* START *
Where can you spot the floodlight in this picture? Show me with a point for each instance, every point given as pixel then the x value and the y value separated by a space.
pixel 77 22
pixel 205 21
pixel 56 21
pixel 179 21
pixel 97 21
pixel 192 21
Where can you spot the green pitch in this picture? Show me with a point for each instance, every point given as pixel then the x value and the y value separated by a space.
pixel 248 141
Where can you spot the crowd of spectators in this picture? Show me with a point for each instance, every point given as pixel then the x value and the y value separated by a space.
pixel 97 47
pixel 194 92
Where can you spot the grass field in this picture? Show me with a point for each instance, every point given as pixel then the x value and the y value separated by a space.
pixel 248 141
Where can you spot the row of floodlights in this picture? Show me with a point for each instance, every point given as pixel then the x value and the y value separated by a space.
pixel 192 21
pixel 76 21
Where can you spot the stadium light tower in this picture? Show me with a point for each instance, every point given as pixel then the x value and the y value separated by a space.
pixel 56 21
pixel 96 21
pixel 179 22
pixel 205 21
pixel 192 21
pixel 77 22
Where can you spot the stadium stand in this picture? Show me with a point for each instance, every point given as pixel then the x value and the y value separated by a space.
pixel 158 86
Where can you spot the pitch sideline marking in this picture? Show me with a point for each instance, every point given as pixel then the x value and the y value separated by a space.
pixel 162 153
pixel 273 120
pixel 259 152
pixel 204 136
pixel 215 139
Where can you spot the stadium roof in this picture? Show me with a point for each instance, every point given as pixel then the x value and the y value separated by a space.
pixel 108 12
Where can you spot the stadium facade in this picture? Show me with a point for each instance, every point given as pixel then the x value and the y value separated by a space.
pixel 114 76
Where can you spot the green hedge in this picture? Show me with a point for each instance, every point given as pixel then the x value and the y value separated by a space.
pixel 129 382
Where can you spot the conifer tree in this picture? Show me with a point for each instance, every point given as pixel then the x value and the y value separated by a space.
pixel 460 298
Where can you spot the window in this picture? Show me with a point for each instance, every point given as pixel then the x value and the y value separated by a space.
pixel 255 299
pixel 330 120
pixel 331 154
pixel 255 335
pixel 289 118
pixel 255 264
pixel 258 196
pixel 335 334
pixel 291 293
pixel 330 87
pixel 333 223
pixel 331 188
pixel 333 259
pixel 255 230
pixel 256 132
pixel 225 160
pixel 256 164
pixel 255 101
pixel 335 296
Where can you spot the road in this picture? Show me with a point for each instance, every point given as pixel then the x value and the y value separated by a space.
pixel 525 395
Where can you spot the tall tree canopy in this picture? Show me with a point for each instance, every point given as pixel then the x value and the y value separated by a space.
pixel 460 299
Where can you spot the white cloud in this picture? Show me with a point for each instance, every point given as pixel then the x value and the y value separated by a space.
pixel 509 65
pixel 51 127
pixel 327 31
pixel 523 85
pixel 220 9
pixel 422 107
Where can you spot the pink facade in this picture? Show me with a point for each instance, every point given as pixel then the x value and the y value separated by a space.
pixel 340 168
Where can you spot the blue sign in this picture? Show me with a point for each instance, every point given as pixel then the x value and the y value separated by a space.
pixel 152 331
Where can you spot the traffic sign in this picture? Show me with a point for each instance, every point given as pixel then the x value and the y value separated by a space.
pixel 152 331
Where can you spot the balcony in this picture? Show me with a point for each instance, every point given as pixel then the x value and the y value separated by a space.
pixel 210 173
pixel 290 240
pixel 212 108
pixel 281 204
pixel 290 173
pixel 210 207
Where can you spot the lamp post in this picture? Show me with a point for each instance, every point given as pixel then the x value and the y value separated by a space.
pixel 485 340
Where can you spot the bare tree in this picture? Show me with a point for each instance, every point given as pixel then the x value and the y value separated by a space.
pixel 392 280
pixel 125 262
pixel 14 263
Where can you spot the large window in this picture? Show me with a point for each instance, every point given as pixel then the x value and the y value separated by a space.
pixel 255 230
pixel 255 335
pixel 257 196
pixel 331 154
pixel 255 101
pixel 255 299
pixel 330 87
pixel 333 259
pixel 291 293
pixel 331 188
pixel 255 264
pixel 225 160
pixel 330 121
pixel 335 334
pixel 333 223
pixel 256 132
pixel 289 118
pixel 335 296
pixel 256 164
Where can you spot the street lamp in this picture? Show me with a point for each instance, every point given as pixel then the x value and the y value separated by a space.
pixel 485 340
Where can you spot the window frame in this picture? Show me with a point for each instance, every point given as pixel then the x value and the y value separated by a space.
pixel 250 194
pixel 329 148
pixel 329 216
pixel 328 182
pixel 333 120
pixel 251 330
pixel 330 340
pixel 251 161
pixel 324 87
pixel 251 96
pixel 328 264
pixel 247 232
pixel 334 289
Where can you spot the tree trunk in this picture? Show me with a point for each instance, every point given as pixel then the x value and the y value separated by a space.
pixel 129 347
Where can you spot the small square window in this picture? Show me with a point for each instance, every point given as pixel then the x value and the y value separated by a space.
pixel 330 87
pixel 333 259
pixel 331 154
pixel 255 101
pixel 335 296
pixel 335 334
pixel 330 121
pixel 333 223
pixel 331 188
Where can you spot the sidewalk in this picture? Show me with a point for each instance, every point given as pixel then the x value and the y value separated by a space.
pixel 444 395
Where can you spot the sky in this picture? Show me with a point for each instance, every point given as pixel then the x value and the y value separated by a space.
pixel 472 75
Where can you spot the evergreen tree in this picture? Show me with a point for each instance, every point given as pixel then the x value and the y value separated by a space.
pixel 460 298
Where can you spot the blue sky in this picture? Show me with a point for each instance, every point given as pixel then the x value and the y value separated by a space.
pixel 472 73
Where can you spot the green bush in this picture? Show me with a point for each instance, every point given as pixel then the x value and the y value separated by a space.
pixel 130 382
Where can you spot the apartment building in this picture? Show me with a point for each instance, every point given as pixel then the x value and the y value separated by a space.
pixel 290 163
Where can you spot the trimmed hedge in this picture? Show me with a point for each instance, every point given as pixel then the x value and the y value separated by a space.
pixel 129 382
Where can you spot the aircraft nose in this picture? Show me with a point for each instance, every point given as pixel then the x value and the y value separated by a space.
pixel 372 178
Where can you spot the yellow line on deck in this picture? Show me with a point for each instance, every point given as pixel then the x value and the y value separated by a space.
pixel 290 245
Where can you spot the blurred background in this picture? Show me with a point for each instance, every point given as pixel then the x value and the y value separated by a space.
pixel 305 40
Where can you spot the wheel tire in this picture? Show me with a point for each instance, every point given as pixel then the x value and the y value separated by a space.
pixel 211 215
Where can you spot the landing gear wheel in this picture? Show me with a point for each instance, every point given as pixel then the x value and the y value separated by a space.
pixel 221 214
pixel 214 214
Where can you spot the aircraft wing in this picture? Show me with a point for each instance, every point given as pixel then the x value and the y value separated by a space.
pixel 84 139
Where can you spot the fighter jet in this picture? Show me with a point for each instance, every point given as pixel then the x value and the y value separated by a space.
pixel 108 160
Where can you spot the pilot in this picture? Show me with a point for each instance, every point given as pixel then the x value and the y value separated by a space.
* END *
**Short problem:** Rewrite the lines starting with the line that contains "Where can you spot the row" and going on through the line that contains "pixel 108 12", putting "arena" wherever "stadium" appears and leaving everything else the same.

**Final result:**
Where can you spot the row of floodlights in this picture? Show me with a point for each instance, every point given as pixel then the x value and the y value separated by a space.
pixel 192 21
pixel 76 21
Where can you spot the arena light tower in this picture? Show me with a point for each instance, every point given as pixel then the x value and the y value separated by a space.
pixel 56 21
pixel 96 21
pixel 179 22
pixel 205 21
pixel 192 21
pixel 77 22
Where can you spot the arena stand in this picture? Show me with a point for each instance, every point given as pixel then the x value and the y value separated by a space.
pixel 158 86
Where can you spot the pitch sideline marking in this picture? Show me with a point for each instance, every point given as pixel then the x value and the y value separated by a space.
pixel 162 153
pixel 273 120
pixel 259 152
pixel 204 136
pixel 215 139
Where can you spot the arena roof in this picture? Show me with a point for each instance, every point given as pixel then the x value and the y value separated by a space.
pixel 108 12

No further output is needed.